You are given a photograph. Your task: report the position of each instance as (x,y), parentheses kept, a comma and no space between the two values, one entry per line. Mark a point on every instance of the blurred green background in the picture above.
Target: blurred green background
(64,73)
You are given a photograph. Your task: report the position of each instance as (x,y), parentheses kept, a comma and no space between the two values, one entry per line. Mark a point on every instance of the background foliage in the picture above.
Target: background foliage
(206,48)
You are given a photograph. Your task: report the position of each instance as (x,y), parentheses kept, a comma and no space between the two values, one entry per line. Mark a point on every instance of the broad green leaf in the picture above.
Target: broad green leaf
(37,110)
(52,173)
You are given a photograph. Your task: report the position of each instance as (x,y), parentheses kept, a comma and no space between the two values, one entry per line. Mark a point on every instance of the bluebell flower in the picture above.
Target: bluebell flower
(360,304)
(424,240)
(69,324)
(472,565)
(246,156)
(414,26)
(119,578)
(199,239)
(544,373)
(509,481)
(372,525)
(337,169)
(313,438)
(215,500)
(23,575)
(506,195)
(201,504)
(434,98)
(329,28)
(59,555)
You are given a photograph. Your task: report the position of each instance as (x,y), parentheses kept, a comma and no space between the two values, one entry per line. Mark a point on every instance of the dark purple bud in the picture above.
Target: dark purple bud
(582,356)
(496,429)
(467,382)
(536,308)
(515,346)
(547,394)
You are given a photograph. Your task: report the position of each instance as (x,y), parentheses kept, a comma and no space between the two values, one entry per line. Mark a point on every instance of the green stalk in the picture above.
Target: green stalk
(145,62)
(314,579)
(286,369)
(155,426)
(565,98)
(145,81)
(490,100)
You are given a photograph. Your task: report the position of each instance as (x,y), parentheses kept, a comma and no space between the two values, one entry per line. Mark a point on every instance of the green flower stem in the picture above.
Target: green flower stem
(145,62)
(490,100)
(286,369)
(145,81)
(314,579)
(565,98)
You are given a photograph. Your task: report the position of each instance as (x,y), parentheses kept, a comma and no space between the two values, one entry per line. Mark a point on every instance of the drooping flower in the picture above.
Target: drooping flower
════════════════
▸ Aim of the task
Copy the data once more. Leave nothing out.

▸ Your response
You are given a photograph. Your task: report the position of each instance as (x,y), parentheses kept, a comma and no space between the two values, one entry per line. Mark a point on every instance of the blurred green background in the picture above.
Target: blurred green background
(64,73)
You are given a photograph. Your task: report the position of each instance as (x,y), parentheses kept, a comma and no space between the two values, one entry per line. Mark a point on every instance of the background foliage in the picture above.
Target: background foliage
(206,48)
You are given a photograph. Your task: report the position of each instance as (x,y), parentheses kept, a comma and no space between the two values, one entry per line. Mark a point on every instance of the broad green leaf in the picture above.
Target: broad green leaf
(37,110)
(52,173)
You are given a photograph. Your task: report the position of each instance as (x,y), parentheses kept, a comma and no space between the two values, one entry per line. Mark a point on every instance of the bluebell flower in the picture above.
Target: bluebell flower
(360,304)
(424,240)
(69,324)
(472,565)
(246,156)
(414,26)
(119,578)
(199,239)
(544,373)
(509,481)
(372,525)
(337,169)
(313,438)
(215,500)
(23,575)
(506,195)
(201,504)
(434,98)
(329,28)
(59,555)
You are given a photograph. Your task: report the position of each instance as (x,y), parentheses kept, a comma and no space between the two values, one entry per line. Mark a point on every instance of the dark purple bud in the picture above.
Target: dark purple bud
(582,356)
(496,429)
(467,382)
(536,308)
(515,346)
(547,394)
You are given a photograph. Your task: report the position of each instance as (x,y), parentheses kept, a comma and no space between the two values, one entry per line. Mark a point on every instance of the green stalk in the picture above.
Target: green stalk
(145,62)
(314,579)
(286,369)
(155,426)
(565,98)
(145,81)
(490,100)
You are given a photograph. Your task: report the position of each instance as (x,y), parentheses kept, a comma and no space between the two values, one entry per line. Mark a point on every instance of the green flower stem in the picture above.
Target: green flower stem
(145,62)
(490,100)
(286,369)
(145,81)
(314,579)
(565,98)
You are given a photograph. Your task: report the position of each instance as (x,y), parentheses kept, a comma and no space between the two values, one entry per line. Mark a point on every instance of the drooping flower in the picture above.
Target: drooping flower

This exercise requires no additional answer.